* Short problem 1
Decide whether each statement below agrees with the reset-interface message. For each, answer yes or no and quote the words from the message that settle it.
(a) The writer discussed the robustness work with Jesse at FOSDEM.
(b) The earlier list discussion of the proposed interface took place about two years before this message.
(c) The Mesa team worked on OpenGL ES 3.0 before OpenGL 3.1.
* Short problem 2
According to the reset-interface message, what was the biggest piece of feedback the writer received in last year's list discussion?
* Short problem 3
Write a continuation of the reset-interface message that begins after its final sentence.

* Given passage
________________
See below for a couple reasons why I think this may be a mistake.

>>  From the GL point of view, once a context has observed a reset, it's
>> garbage.  Knowing that it saw 1 reset or 43,000,000 resets is the
>> same.  Since it's a count, GL will have to query the values before
>> any rendering happens or it won't know whether the value 6 means
>> there was a reset or not.
>>
>> The right interface is a set of flags indicating the state the
>> context was in when it observed a reset.  As this patch series
>> stands, Mesa will not use this interface.
>
> This interface conforms to your specifications and interface that you
> last posted to the list and were revised on list. There are two
> substantive differences; there is *less* policy in the kernel than
> before, and the breadcrumb of last reset state was overlooked.
>
> In order to make the reset status work in a multi-threaded environment
> the kernel exists in, we have to assume that there will be multiple
> actors on the reset status, and they will be comparing the state that
> they are interested in. The set of flags that GL understands is
> deducible from this interface.

We had some discussion on the list about a proposed interface last year. 
  We had a really good discussion, and both you and Daniel provided some 
really valuable feedback.  The biggest piece of feedback that both of 
you provided was to simplify.  I took that advice to heart.  The 
original interface was clunky and over complicated.

If memory serves, that discussion was on the order of 8 to 10 months 
ago.  Quite a lot has happened since then.  The biggest thing that 
happened is I started implementing the interface we discussed in the 
kernel, libdrm, and Mesa.  In that process I found a number of problems 
with even the simplified interface.  Back in September I used this new 
data to simplify the interface even further.  This allowed both the
kernel and the user-mode code to be much less complex.

Right about that same time the whole Mesa team got super busy.  First we 
had OpenGL 3.1, then we had OpenGL ES 3.0.  During that time all of my 
ARB_robustness work languished.  I didn't want to send another round of 
not-fully-baked ideas (or patches) to the list, so they just sat.  And 
sat.  And sat. :(

At FOSDEM earlier this month, I discussed this with Jesse.  I told him 
that there was approximately epsilon probability that I would get back 
to this work.  As a result, I was going to have to throw it over the 
wall to the kernel team.  At no point did he mention that anyone was 
already working on this.
________________
* Extracted information
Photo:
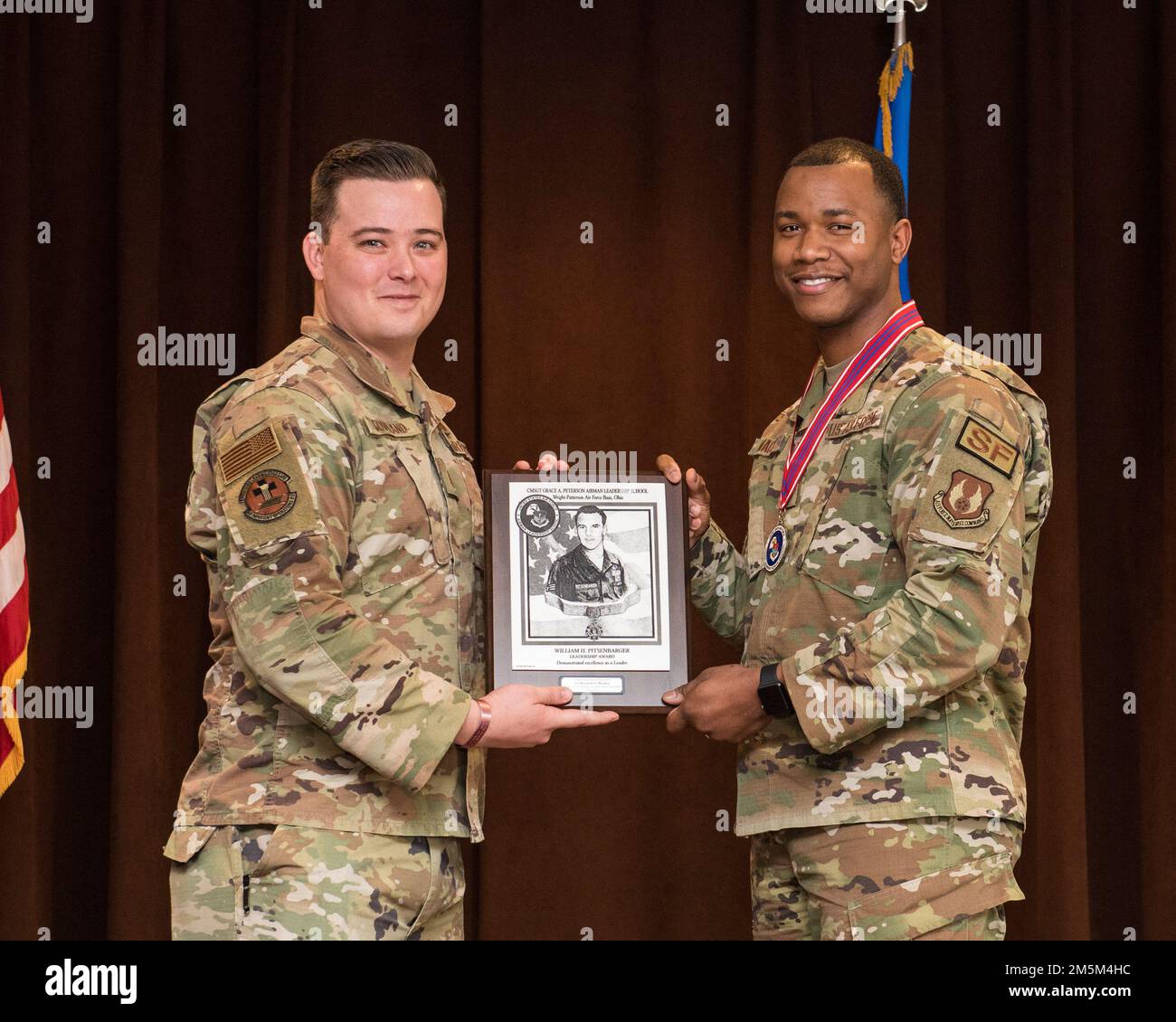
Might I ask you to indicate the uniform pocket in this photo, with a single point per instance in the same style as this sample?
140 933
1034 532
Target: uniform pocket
851 533
400 525
186 841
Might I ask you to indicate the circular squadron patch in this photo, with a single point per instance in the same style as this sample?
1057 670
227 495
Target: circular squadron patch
537 516
267 496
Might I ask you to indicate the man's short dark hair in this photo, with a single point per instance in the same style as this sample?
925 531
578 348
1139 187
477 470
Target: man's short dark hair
887 175
589 509
371 159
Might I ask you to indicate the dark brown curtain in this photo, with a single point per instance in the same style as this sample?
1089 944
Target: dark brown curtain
568 116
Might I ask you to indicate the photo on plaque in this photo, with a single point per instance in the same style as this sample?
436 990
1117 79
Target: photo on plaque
587 584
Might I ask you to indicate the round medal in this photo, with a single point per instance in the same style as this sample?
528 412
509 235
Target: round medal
774 549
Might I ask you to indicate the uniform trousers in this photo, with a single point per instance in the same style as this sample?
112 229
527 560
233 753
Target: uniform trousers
934 879
285 882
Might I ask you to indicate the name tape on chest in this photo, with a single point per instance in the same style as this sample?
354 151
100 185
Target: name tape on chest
989 447
855 423
386 427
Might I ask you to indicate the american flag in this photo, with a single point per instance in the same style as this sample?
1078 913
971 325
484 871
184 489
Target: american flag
13 611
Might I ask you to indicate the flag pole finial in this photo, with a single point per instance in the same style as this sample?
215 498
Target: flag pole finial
896 13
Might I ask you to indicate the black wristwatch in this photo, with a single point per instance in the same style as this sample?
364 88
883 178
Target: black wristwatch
773 696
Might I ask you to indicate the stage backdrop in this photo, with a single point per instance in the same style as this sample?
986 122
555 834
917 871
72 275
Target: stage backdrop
560 116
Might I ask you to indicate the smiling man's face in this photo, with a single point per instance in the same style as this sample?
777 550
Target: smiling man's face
591 531
384 269
835 243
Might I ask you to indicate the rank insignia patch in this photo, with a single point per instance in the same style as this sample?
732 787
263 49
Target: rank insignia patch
267 496
982 442
963 504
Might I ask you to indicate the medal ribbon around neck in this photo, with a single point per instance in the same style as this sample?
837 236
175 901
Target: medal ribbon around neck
873 353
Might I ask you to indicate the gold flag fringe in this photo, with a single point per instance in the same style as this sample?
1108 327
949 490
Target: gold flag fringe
888 89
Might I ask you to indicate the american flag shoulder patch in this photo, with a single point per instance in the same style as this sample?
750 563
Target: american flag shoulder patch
236 459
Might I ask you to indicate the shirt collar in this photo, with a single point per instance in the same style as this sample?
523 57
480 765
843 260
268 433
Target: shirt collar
375 374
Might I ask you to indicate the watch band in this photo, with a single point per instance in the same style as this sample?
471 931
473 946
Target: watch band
773 696
482 724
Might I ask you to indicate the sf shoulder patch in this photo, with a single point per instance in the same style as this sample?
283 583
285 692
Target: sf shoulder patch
963 504
988 446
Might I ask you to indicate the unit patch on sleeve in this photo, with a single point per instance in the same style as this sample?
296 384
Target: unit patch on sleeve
963 504
267 496
250 453
982 442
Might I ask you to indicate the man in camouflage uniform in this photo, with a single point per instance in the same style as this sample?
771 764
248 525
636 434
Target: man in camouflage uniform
340 521
883 791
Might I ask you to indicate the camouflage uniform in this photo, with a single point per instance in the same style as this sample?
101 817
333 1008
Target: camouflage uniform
905 588
340 521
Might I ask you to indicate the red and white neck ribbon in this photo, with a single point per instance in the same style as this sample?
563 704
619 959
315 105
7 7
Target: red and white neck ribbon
873 355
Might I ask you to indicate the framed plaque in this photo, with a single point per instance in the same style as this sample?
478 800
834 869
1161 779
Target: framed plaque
587 584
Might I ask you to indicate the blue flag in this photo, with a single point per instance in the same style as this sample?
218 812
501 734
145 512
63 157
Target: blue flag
893 132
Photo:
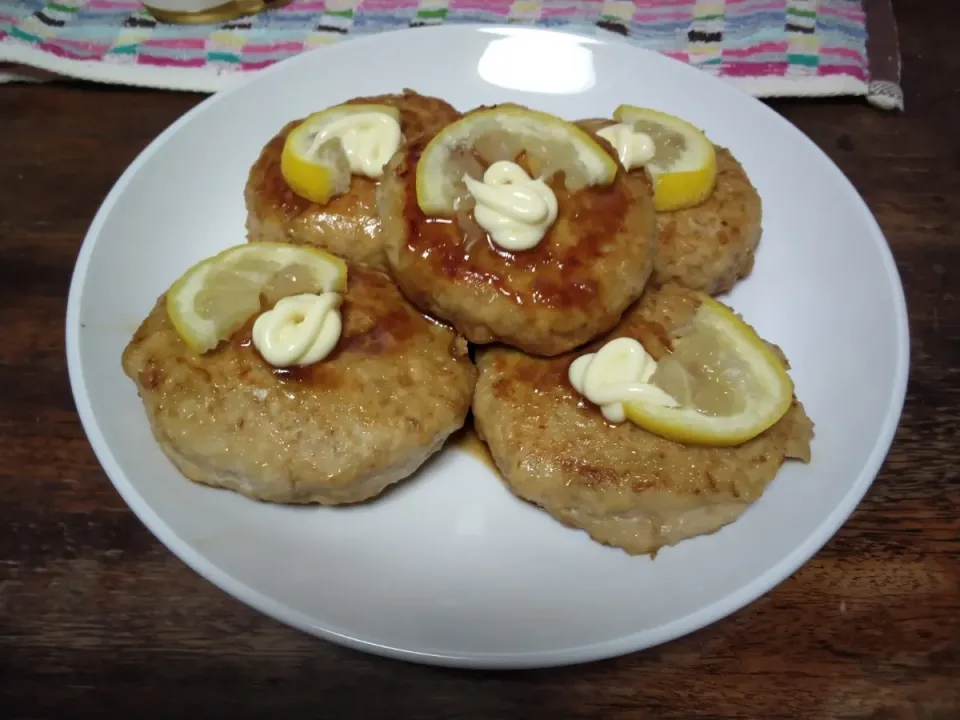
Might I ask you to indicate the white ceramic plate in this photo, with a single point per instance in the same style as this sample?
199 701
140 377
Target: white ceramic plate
450 568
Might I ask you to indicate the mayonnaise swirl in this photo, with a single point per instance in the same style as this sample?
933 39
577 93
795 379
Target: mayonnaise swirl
618 372
299 330
634 148
369 140
514 209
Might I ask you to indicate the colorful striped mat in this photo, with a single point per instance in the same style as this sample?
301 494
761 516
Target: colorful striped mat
768 47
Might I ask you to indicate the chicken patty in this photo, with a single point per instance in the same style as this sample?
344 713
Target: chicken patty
624 486
348 225
338 431
590 266
711 246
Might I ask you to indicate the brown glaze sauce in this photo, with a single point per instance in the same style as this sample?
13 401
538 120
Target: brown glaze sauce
468 441
555 273
376 321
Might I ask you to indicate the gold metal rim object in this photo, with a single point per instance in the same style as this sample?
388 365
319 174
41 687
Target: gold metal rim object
230 10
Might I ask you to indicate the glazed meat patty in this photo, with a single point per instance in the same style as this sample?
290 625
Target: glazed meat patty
625 486
348 225
338 431
590 266
711 246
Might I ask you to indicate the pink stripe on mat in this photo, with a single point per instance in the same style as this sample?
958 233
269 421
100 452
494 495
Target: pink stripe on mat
661 3
311 6
841 52
114 5
654 17
388 4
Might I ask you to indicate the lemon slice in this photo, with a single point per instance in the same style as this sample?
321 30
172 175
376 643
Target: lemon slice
550 143
684 168
731 386
320 171
215 297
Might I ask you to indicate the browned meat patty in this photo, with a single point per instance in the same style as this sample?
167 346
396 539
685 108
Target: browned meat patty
________________
* Expected answer 1
(a) Yes: "At FOSDEM earlier this month, I discussed this with Jesse."
(b) No: "that discussion was on the order of 8 to 10 months ago."
(c) No: "First we had OpenGL 3.1, then we had OpenGL ES 3.0."

* Expected answer 2
The biggest piece of feedback was to simplify.

* Expected answer 3
About a week ago Daniel pulled me into a discussion with Mika about the 
ARB_robustness work.  I dug out my old code, paged back in the memory of 
the work from off-line storage, and provided a bunch of feedback to Mika 
and Daniel.  After I sent around my explanation of why I abandoned the 
counting interface and circulated my work, there was no response from 
Mika or anyone on that team.  I had a brief discussion with Daniel on 
IRC, and he seemed to agree with my sentiments and like the direction of 
my code.

Then this patch series appeared on the list, and here we are.

There are two requirements in the ARB_robustness extension (and 
additional layered extensions) that I believe cause problems with all of 
the proposed counting interfaces.

1. GL contexts that are not affected by a reset (i.e., didn't lose any 
objects, didn't lose any rendering, etc.) should not observe it.  This 
is the big one that all the browser vendors want.  If you have 5 tabs 
open, a reset caused by a malicious WebGL app in one tab shouldn't, if 
possible, force them to rebuild all of their state for all the other tabs.

2. After a GL context observes a reset, it is garbage.  It must be 
destroyed and a new one created.  This means we only need to know that a 
reset of any variety affected the context.

In addition, I'm concerned about having one GL context be able to 
observe, in any manner, resets that did not affect it.  Given that 
people have figured out how to get encryption keys by observing cache 
timings, it's not impossible for a malicious program to use information 
about reset counts to do something.  Leaving a potential gap like this 
in an extension that's used to improved security seems... like we're 
just asking for a Phoronix article.  We don't have any requirement to 
expose this information, so I don't think we should.

We also don't have any requirement to expose this functionality on 
anything pre-Sandy Bridge.  We may want, at some point, to expose it on 
Ironlake.  Based on that, it seems reasonable to tie the availability of 
reset notifications to hardware contexts.  Since we won't test it, Mesa 
certainly isn't going to expose it on 8xx or 915.

Based on this, a simplified interface became obvious:  for each hardware 
context, track a mask of kinds of resets that have affected that 
context.  I defined three bits in the mask:

1. The hw context had a batch executing when the reset occurred.

2. The hw context had a batch pending when the reset occurred. 
Hopefully in the future we could make most occurrences of this go away 
by re-queuing the batch.  It may also be possible to do this in 
user-mode, but that may be more difficult.

3. "Other."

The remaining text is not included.